TASK REQUIREMENTS: Pick up the piece about clearing a clogged bathtub drain with a garden hose after its final sentence, and continue writing it.

DOCUMENT EXTRACT Start Marker

It’s time for: ADVENTURES IN PLUMBING!
Tonight: My Darling B tries to figure out how to feed the tax man without draining our bank account, and I try to figure out how to drain the bathtub without feeding the Roto-Rooter man.
I’m not sure, but I think I had the easier job. All I had to do was climb a ladder into the attic, bring down the garden hose, hook one end up to the spigot and shove the other end down the drain. Although I had to get dirtier, I didn’t have to do any math. Also, my job involved physics. Or something. A siphon is physics, isn’t it?
I thought I would have to take the drain apart and dredge it out with a flexible wire brush I bought from the hardware store for just this purpose, because there was quite a lot of grease and hair down there. It’s not normal grease and hair, either. That’s right, Abby Normal has been showering at our house, and she sheds a lot. I can pour any amount of lye down the drain and it won’t have any effect on the clog Abby leaves behind. Thus, the brush.
But first I set up the garden hose, cranked the spigot wide open and let the water run for a while to break up the blockage. That got the work started nicely while I went to the basement to get my tools. When I came back I found the drain gasping for air.
I don’t shove the garden hose down the drain, in point of fact. What I do is take the vent hole cover off and shove the hose down that. I used to plug up the drain because I thought the water would come gushing up out of it if I didn’t, but that doesn’t happen. I didn’t know why before today.
The gasping sound from the drain explained it. The water going down the vent past the drain pipe was sucking in air through the drain. Look up “venturi effect” in wikipedia and you’ll see why.

DOCUMENT EXTRACT End Marker
PROVIDED DATA Start Marker

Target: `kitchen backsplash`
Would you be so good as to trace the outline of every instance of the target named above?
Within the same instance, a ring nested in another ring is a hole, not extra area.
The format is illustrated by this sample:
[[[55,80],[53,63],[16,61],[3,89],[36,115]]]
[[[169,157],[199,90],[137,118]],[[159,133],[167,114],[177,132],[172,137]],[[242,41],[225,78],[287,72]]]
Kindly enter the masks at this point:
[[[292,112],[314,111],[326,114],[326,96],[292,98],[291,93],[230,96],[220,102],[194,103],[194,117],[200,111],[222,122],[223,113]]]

PROVIDED DATA End Marker

RESPONSE FOR THIS EXERCISE:
That’s when my brain cell latched on to the idea of filling the tub with water to break up the clog. If the drain is sucking down air, thought my brain cell, then it’ll suck down water, too; first a little bit, then a lot. Ever seen what rising flood waters do to an earthen dam when they find a way over the top? First a trickle dribbles over, then a stream. The stream cuts a gap and the gap gets deeper and deeper until the dam gets eaten away by the water.
Same idea in my bathroom drain, but substitute clog for dam. Once the siphon starts sucking water through the drain instead of air, the water should carry away the clog bit by bit until just about all of it is gone. And that’s just what happened. At first very little water went down the drain, but after about ten minutes of that the drain was sucking down water faster than I could fill the tub. I didn’t have to take the drain apart, I didn’t have to scoop hair and grease out with a brush and my fingers, and I didn’t have to mess around with lye or explosives, although if I could think of a way to unclog a drain using explosives, that would be very cool.
One thought on “Then after supper”
Another triumph of science!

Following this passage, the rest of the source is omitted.